■ Given instruction 1: Reproduce the full comment thread about page size below, word for word and line for line.

■ Extracted text:
In the pic the text is slightly cut off, looks like i zoomed a few pixels by accident. Still, a touch of padding would improve it imo :)

Most of them would have benefited from a few lines of CSS that wouldn't have pushed them over 10KB!
I thought, for sure, I was squarely in this club with my MD files hosted on GitHub. Then, I looked at point #1. 25kB transferred. Wut?

It looks like GitHub includes normalize.css, which is 12kB all by itself. Damn it.

Next I looked at the css framework I built and use for all my sites. I know it's only about 2.5k, but I have a screenshot. 114kB transferred. Damn it.

I'm not in this club even though I try to be tiny.

What if you just link to the raw files? Wouldnt look like nice HTML but could be insanely smaller.
> It looks like GitHub includes normalize.css

What?

> I know it's only about 2.5k, but I have a screenshot. 114kB transferred.

What?

Okay, let me explain…

I publish only markdown files to GitHub starting with index.md. Behind the scenes GitHub does some Jekyll stuff that I don’t think much about. Whatever they use as a default theme includes a normalize.css file.

■ Input data:
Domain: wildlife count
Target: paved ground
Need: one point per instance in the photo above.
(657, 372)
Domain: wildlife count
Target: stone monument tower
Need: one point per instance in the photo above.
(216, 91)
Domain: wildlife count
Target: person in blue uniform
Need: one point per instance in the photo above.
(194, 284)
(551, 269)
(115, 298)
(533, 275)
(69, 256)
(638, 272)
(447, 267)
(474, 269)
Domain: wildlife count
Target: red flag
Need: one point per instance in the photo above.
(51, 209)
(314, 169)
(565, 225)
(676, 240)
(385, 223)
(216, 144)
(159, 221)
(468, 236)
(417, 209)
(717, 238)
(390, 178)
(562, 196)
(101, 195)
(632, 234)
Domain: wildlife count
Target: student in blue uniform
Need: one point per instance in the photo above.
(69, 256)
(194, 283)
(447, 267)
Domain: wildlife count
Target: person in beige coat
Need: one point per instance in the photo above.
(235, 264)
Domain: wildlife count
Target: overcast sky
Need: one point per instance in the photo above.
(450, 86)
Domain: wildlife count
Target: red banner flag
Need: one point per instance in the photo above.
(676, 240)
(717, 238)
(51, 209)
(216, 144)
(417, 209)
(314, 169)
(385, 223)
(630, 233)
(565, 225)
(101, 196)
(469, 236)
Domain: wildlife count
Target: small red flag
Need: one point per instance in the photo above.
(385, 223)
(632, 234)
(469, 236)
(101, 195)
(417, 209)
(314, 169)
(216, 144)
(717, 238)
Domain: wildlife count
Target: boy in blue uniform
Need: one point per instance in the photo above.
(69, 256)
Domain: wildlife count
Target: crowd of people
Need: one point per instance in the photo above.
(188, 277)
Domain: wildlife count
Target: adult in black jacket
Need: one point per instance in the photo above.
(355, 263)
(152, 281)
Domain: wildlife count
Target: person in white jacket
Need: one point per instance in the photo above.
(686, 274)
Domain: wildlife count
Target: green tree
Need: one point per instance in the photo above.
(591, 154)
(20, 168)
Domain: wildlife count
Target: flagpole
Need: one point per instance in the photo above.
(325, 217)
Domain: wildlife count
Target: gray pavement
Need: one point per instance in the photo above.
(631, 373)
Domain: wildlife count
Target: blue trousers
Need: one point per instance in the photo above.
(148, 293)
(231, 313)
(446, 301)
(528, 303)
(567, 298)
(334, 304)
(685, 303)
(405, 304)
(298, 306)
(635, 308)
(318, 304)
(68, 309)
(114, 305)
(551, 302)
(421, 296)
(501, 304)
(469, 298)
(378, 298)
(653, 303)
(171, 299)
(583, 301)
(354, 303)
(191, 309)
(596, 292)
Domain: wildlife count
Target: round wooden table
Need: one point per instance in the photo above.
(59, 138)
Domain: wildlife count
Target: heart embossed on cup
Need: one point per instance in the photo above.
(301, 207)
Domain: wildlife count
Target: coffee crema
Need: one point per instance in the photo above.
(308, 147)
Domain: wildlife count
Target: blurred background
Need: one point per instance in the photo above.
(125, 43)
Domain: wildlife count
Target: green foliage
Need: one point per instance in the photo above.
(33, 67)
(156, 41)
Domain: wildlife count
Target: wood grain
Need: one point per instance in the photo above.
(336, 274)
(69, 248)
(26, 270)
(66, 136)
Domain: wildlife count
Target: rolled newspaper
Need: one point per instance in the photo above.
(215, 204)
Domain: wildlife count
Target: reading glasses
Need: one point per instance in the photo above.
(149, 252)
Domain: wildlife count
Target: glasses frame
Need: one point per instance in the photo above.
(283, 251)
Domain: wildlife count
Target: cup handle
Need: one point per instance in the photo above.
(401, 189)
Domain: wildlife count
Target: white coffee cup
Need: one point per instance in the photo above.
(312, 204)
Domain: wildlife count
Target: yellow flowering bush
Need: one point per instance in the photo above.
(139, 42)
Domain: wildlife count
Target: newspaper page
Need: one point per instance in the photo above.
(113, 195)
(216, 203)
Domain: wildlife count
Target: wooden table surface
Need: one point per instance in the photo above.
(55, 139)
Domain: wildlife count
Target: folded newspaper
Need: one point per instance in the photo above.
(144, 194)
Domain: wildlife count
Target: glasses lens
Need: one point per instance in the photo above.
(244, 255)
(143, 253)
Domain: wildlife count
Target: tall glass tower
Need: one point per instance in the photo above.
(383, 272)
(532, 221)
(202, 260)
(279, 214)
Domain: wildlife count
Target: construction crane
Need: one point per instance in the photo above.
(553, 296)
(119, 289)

■ Given instruction 2: Find every line in the records above that contains the word "green". Copy each of those lines.

■ Correct answer 1:
In the pic the text is slightly cut off, looks like i zoomed a few pixels by accident. Still, a touch of padding would improve it imo :)

Most of them would have benefited from a few lines of CSS that wouldn't have pushed them over 10KB!
I thought, for sure, I was squarely in this club with my MD files hosted on GitHub. Then, I looked at point #1. 25kB transferred. Wut?

It looks like GitHub includes normalize.css, which is 12kB all by itself. Damn it.

Next I looked at the css framework I built and use for all my sites. I know it's only about 2.5k, but I have a screenshot. 114kB transferred. Damn it.

I'm not in this club even though I try to be tiny.

What if you just link to the raw files? Wouldnt look like nice HTML but could be insanely smaller.
> It looks like GitHub includes normalize.css

What?

> I know it's only about 2.5k, but I have a screenshot. 114kB transferred.

What?

Okay, let me explain…

I publish only markdown files to GitHub starting with index.md. Behind the scenes GitHub does some Jekyll stuff that I don’t think much about. Whatever they use as a default theme includes a normalize.css file.

■ Correct answer 2:
Target: green tree
Target: green foliage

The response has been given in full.